AIM —
Please recast the records below as a numbered list, dropping any blank lines.

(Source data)
==========

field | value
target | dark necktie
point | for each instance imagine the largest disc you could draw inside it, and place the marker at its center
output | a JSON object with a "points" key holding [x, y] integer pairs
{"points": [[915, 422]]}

==========

PROBLEM SOLUTION —
1. field | value
2. target | dark necktie
3. point | for each instance imagine the largest disc you could draw inside it, and place the marker at its center
4. output | a JSON object with a "points" key holding [x, y] integer pairs
5. {"points": [[915, 422]]}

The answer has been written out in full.